> _Trecho selecionado_:
# # #

A Biblioteca da Meia-Noite



Sinopse: Aos 35 anos, Nora Seed é uma mulher cheia de talentos e poucas conquistas. Vendo pouco sentido em sua existência, ela coleciona tristezas e arrependimentos. Quando Nora se vê na Biblioteca da Meia-Noite, ganha uma oportunidade para fazer tudo de novo. Como em um passe de mágica, os livros na Biblioteca da Meia-Noite permitem que Nora experimente as vidas que teria vivido se tivesse tomado outras decisões. Com a ajuda de uma velha amiga, ela agora pode reverter cada uma das ações das quais se arrepende, até chegar à vida ideal. Mas nem sempre as coisas correm como o esperado, e o novo rumo que sua vida toma coloca em risco tanto a biblioteca quanto a própria Nora. Antes que o tempo acabe, ela deve responder à pergunta mais importante de todas: O que faz a vida valer a pena?



No mês de Julho/21 recebi pela minha assinatura da TAG Inéditos o livro A Biblioteca da Meia-Noite do escritor inglês Matt Haig. Como mimo uma ecobag da rainha do crime Agatha Christie.

Nora foi o tipo de criança e adolescente prodígio. Ótima nadadora, poderia ser uma futura atleta olímpica. Excelente estudante, parecia que poderia ser o que quisesse e teria muito sucesso. Criando muita expectativa em todos a sua volta e naturalmente nela mesma.

# # #

> _Material extraído_:
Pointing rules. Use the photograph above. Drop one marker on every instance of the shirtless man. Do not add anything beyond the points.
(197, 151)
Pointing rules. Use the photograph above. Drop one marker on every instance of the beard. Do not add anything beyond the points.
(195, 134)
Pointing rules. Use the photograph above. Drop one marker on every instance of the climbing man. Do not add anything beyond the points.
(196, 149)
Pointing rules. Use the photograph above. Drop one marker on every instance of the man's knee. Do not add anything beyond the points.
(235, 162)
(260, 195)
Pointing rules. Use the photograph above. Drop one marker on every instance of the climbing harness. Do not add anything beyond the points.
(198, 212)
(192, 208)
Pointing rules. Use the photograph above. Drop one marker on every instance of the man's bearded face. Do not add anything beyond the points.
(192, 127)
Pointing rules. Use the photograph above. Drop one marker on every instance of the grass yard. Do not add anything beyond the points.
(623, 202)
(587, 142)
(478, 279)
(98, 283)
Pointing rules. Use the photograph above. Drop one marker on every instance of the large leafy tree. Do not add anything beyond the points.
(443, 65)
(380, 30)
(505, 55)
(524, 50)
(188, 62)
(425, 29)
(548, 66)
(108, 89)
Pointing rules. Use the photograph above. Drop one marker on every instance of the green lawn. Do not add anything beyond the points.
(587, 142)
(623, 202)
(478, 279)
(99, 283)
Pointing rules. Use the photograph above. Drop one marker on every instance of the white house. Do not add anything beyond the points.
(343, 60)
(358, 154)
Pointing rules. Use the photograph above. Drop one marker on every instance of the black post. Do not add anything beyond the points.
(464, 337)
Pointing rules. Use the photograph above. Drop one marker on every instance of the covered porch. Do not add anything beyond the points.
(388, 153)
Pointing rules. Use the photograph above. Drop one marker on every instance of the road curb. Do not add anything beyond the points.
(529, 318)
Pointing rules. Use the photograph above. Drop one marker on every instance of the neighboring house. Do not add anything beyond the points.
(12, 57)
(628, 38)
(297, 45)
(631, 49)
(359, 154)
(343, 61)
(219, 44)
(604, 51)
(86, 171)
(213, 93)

# # #

> _O que produzir_:
De acordo com o trecho sobre A Biblioteca da Meia-Noite, que brinde veio junto com o livro recebido pela assinatura? O material provém de outra fonte, distinta do trecho.

> _Solução_:
Uma ecobag da rainha do crime, Agatha Christie.